(Written request):
Extract from the material, unchanged, every line from the one containing "give the mask of red banner" up to and including the one containing "[[[1,24],[1,36],[2,37],[6,37],[6,24]]]".

(The data):
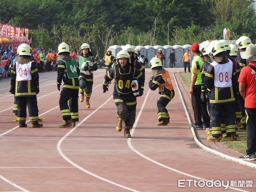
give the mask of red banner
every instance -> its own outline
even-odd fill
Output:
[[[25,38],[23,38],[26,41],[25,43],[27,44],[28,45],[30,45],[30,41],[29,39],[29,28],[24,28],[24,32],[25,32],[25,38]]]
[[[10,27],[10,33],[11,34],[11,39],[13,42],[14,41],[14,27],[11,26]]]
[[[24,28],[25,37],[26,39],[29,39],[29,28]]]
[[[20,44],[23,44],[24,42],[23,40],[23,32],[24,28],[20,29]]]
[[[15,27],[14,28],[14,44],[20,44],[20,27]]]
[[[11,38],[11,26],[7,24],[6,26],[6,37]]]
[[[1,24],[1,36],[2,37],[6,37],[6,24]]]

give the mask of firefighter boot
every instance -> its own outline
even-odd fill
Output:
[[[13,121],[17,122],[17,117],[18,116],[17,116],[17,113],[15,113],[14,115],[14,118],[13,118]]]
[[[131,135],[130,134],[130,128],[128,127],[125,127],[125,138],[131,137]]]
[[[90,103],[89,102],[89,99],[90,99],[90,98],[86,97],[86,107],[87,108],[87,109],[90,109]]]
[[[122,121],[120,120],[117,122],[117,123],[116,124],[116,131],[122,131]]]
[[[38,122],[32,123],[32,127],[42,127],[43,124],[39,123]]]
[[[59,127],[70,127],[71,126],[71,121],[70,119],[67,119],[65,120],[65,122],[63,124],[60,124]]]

--

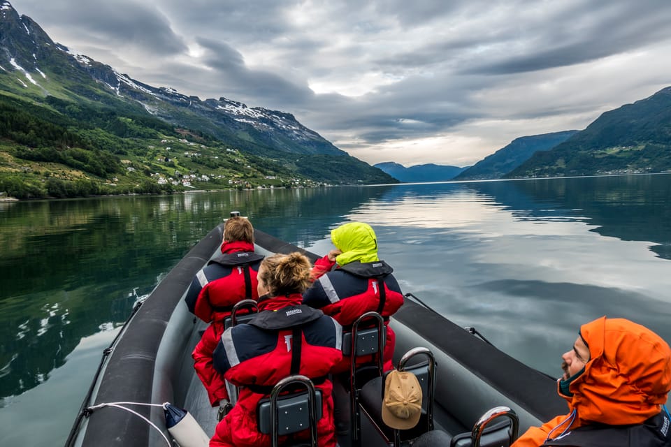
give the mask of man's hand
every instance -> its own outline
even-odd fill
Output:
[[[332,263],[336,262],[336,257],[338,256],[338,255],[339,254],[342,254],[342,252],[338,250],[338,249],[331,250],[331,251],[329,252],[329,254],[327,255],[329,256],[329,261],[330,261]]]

(Reply):
give the mask of red banner
every instance -> its own outline
even-odd fill
Output:
[[[25,38],[23,38],[26,41],[25,43],[27,44],[28,45],[30,45],[30,41],[29,39],[29,28],[24,28],[24,32],[25,32],[25,38]]]
[[[10,27],[10,33],[11,34],[11,39],[13,42],[14,41],[14,27],[11,26]]]
[[[24,28],[25,37],[26,39],[29,39],[29,28]]]
[[[20,44],[23,44],[24,42],[23,40],[23,32],[24,28],[20,29]]]
[[[15,27],[14,28],[14,44],[20,44],[20,27]]]
[[[11,38],[11,26],[7,24],[6,26],[6,37]]]
[[[1,24],[1,36],[2,37],[6,37],[6,24]]]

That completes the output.